Rewrite the following rows, replacing every occurrence of "planogram checker" with "shelf audit tool" and leaving everything else unchanged.

---- DATA TO USE

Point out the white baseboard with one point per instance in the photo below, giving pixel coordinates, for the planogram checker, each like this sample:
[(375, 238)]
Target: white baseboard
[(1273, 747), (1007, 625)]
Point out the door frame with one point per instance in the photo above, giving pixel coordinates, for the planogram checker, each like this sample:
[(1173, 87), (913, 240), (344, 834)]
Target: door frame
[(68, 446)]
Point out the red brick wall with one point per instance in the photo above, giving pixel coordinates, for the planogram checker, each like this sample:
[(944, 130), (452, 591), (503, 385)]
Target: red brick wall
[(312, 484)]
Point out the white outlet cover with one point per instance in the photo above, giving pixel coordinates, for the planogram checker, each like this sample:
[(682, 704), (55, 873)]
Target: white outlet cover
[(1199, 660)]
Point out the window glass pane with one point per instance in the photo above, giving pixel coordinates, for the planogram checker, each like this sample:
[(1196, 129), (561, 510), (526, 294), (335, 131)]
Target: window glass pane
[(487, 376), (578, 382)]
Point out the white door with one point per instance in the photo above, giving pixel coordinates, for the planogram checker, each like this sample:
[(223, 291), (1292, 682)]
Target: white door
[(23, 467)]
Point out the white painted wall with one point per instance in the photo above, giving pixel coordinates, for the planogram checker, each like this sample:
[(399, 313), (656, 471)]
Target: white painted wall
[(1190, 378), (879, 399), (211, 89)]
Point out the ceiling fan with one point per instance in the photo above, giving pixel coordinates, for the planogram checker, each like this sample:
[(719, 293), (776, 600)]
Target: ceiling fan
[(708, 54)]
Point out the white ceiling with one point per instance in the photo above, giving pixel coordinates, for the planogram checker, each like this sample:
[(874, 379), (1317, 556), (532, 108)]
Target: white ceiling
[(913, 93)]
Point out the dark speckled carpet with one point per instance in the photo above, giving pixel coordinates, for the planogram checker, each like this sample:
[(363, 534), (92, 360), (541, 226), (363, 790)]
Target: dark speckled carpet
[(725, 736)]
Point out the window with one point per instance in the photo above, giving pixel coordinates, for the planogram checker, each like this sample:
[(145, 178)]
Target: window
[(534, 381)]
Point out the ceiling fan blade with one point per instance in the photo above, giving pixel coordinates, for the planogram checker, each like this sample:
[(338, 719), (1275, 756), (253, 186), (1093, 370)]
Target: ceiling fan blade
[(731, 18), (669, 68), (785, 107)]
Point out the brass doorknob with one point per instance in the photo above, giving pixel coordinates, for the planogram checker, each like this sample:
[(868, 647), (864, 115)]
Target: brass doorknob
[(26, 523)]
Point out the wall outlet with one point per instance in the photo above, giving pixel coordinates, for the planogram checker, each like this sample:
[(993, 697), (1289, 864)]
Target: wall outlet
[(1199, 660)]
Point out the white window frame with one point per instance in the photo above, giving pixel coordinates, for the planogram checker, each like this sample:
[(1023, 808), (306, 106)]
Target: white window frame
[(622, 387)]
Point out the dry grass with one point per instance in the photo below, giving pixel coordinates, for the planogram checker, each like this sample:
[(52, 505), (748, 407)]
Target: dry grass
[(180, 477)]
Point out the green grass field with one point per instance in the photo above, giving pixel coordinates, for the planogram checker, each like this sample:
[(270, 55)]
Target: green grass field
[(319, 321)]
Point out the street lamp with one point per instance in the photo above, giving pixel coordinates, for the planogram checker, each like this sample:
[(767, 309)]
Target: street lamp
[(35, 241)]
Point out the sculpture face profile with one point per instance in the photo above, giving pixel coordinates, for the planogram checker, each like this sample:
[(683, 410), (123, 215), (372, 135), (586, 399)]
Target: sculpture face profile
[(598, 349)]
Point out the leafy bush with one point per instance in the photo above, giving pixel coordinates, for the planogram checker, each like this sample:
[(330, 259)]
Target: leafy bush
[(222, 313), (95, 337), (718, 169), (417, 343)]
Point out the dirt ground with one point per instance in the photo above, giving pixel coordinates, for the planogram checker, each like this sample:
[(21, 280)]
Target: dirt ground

--------

> **WRITTEN RESPONSE**:
Point out the white baseboard with one point per instance in the photo below, giving pixel coordinates, for the shelf audit tool, each like this sample:
[(375, 238)]
Target: white baseboard
[(1273, 747), (1007, 625)]
Point out the door frame with one point per instance in the photo above, giving pixel coordinates, for the shelf audit tool, each like this sample:
[(1173, 87), (913, 240), (344, 834)]
Target: door frame
[(68, 446)]
Point out the red brick wall with one point per instance in the photo above, giving pixel coordinates, for the shelf audit tool, each like this sample:
[(944, 130), (452, 591), (503, 385)]
Target: red brick wall
[(312, 484)]
Point out the white outlet cover with one point per instance in the photo above, giving pixel coordinates, for the shelf audit tool, each like this sample:
[(682, 704), (55, 873)]
Target: white outlet cover
[(1199, 660)]
Point out the window glass pane with one point per instance in the photo above, giving pixel coordinates, for the shelf audit tool, each like this sample:
[(1196, 129), (561, 510), (526, 294), (335, 131)]
Target: window glass pane
[(487, 376), (578, 382)]
Point out the white door with one point per instance in the photo above, giving pixel coordinates, for the shelf audit tool, each like this sample:
[(223, 291), (1292, 682)]
Target: white door
[(23, 467)]
Point out the white painted wall with one point per instance in the photo above, giving pixel coordinates, for the shelf audit tool, each like this sample:
[(399, 313), (656, 471)]
Target: white painted wall
[(1190, 378), (879, 399), (211, 89)]
Point out the ceiling fan with one point per instance in the photo above, giving pixel coordinates, for the shelf audit tool, each like this sample:
[(719, 293), (776, 600)]
Target: ceiling fan
[(708, 54)]
Point out the white ceiling with one point per instance in the photo above, giving pixel coordinates, for the shelf audit tool, each like this sample:
[(874, 379), (1317, 556), (532, 108)]
Target: white ceiling
[(913, 93)]
Point out the dark speckled carpet with one point per instance in the photo above, giving pixel coordinates, for the shelf audit tool, each like this sample:
[(363, 534), (92, 360), (541, 226), (363, 790)]
Target: dark speckled carpet
[(725, 736)]
Point out the window with one point per instance in the photo above, giving pixel coordinates, for the shelf audit tool, each like this sample:
[(145, 178)]
Target: window
[(534, 381)]
Point out the ceiling fan blade with one point per instance in the photo above, giving pixel coordinates, for the shelf audit tool, each like this sample:
[(338, 719), (1275, 756), (253, 186), (1093, 370)]
Target: ceiling fan blade
[(731, 18), (669, 68), (785, 107)]
Point out the brass doorknob with one point per instance in the photo above, giving pixel coordinates, for the shelf audit tool, each like this sample:
[(868, 647), (864, 115)]
Target: brass doorknob
[(26, 523)]
Point out the wall outlet with one point per instance in the photo above, giving pixel coordinates, for the shelf audit tool, each like this sample:
[(993, 697), (1289, 864)]
Target: wall outlet
[(1199, 660)]
Point out the white window frame with one point per instance in the photo above, giving pixel coordinates, for the shelf audit tool, each like this sample:
[(1023, 808), (306, 106)]
Target: white window frame
[(622, 387)]
Point out the dry grass with one point per instance in the photo below, giving pixel coordinates, for the shelf audit tool, each like this sample:
[(52, 505), (748, 407)]
Target: dry grass
[(180, 477)]
Point out the green grass field with one point per instance in the photo above, giving pixel coordinates, for the shelf audit tool, each like this sample:
[(270, 55)]
Target: green grass field
[(319, 321)]
Point out the street lamp with one point per instance in the photo above, giving pixel coordinates, for the shelf audit tool, each like this sample:
[(767, 309)]
Target: street lamp
[(35, 241)]
Point out the sculpture face profile with one point per instance in the photo above, giving pixel coordinates, for the shelf audit tool, each like this sample:
[(683, 410), (123, 215), (372, 135), (586, 399)]
Target: sculpture face profile
[(598, 349)]
Point out the leafy bush with one point per instance in the photo above, giving pixel coordinates, for the shelf audit tool, each like this sample:
[(330, 259)]
Target: leafy bush
[(222, 313), (95, 337), (718, 169), (417, 343)]
Point out the dirt ground with one point per instance in the photo above, giving pixel coordinates, for the shelf audit tool, each like this sample:
[(21, 280)]
Target: dirt ground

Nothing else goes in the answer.